▸ WHAT IS BEING ASKED: Locate every line in the records below that contains the word "tuber", and copy each of those lines. Case matters.

▸ INPUT DATA:
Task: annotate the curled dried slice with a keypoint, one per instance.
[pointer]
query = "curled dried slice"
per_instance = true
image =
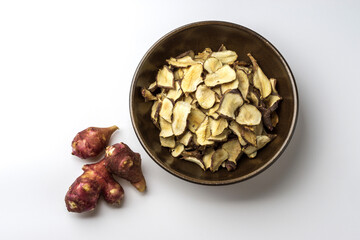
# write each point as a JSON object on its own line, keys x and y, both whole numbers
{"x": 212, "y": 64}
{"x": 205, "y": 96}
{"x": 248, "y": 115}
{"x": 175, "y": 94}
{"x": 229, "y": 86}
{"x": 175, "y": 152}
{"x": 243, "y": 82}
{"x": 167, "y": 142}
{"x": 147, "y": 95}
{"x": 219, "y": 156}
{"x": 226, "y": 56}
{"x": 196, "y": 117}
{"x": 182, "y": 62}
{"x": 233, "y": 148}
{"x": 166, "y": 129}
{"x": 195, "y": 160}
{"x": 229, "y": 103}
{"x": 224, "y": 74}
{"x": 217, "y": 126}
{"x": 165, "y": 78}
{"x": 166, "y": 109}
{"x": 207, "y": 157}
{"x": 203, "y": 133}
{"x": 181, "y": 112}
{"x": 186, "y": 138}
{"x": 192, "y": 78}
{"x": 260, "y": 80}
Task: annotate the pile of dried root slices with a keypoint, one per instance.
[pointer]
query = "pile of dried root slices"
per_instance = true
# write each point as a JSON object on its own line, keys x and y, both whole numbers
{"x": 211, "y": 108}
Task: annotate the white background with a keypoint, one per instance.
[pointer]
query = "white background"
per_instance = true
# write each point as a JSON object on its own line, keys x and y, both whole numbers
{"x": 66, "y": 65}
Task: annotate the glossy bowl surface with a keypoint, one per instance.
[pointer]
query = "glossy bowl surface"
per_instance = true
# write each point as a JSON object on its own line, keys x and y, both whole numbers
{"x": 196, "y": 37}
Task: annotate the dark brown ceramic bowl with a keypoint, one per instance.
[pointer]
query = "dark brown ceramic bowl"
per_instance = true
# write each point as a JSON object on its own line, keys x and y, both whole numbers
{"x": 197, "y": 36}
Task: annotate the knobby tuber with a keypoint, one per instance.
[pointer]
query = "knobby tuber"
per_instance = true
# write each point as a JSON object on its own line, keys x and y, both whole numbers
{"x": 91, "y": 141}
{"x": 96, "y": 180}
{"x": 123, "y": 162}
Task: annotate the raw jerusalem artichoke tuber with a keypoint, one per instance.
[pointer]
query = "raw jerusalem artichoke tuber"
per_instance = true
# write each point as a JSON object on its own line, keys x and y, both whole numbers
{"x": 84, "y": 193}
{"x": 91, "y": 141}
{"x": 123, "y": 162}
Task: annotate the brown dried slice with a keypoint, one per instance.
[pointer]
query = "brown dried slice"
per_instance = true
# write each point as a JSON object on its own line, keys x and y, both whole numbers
==
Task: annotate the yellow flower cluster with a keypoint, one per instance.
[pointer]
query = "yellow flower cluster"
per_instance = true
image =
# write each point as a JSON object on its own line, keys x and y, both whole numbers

▸ EXERCISE ANSWER:
Task: annotate the knobby tuber with a keypoint, one per instance.
query = "knobby tuber"
Task: annotate the raw jerusalem artichoke tuber with a keypoint, one per instance.
query = "raw jerusalem artichoke tuber"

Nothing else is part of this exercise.